-- begin TEXT --

I wil be attending but only for a short time at the beginning. I have nine Veraderos (2 OOW) that I will let go for $55 each to locals only, as they are too small to ship yet. If anyone is interested, PM me. If photos are requested, I will take/post some. See you next weekend.


----------



## slipperheads

I can be there for only a short time as well but it should be loads of fun


----------



## SutorS

Hello All! PMing out info soon regarding this weekend - stay alert


----------



## SutorS

Bad news all, our heat crashed early Tuesday morning. I had my landlord's crew in all day yesterday hoping it'd be a quick fix, like a buildup of carbon at the light, but it seems that is not the case. I do not currently know whether we will be good to go by the weekend or not and have moved my frogs to a teammates and my bugs to work. Unless someone else local can house our meeting, we will have to reschedule. 

Please let me know here that you have read this. Sorry for the misfortune, all.


----------



## SutorS

keep posted in case I get word that we may be up and running in time. Otherwise, back to throwing out dates.


----------



## eyeviper

Ah sorry to hear that. Hopefully it works out in time.


----------



## SutorS

No luck this far - my heating system is in the ****ing attic. Will keep all posted but as of now, still must be postponed. I will be now PMing all the folks who said they'd be coming so they know.


----------



## slipperheads

Im still in Harrisonburg until later this afternoon anyway. Hope everything is okay Sean!

-- end TEXT --
-- begin SUPPLIED RECORDS --

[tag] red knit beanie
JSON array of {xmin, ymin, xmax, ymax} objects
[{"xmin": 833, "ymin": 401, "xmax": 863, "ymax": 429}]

-- end SUPPLIED RECORDS --
-- begin SUPPLIED RECORDS --

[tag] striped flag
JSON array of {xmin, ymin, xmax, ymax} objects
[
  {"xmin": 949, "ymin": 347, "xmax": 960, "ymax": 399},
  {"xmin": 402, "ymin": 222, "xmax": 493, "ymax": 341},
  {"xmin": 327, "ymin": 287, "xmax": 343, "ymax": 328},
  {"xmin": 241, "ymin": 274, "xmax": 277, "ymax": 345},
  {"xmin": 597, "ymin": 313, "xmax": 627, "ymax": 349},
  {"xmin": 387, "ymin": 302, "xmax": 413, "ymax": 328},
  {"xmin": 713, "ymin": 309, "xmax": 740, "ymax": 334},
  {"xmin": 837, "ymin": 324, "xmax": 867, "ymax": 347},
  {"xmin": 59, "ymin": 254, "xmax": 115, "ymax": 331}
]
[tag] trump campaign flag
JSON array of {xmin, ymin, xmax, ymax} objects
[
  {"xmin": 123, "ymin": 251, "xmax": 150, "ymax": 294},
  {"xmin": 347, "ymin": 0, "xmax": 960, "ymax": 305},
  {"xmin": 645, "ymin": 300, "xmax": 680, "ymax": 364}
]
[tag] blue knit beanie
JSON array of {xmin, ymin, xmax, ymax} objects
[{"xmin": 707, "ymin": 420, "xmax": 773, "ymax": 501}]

-- end SUPPLIED RECORDS --

◆ THE TASKS ◆
(1) Reproduce the part of the forum thread that runs from "Bad news all, our" up to and including "throwing out dates.".
(2) Extract every line of the entries that contains the string "flag", matching case exactly.

◆ SOLUTION SET ◆
(1)
Bad news all, our heat crashed early Tuesday morning. I had my landlord's crew in all day yesterday hoping it'd be a quick fix, like a buildup of carbon at the light, but it seems that is not the case. I do not currently know whether we will be good to go by the weekend or not and have moved my frogs to a teammates and my bugs to work. Unless someone else local can house our meeting, we will have to reschedule. 

Please let me know here that you have read this. Sorry for the misfortune, all.


----------



## SutorS

keep posted in case I get word that we may be up and running in time. Otherwise, back to throwing out dates.

(2)
[tag] striped flag
[tag] trump campaign flag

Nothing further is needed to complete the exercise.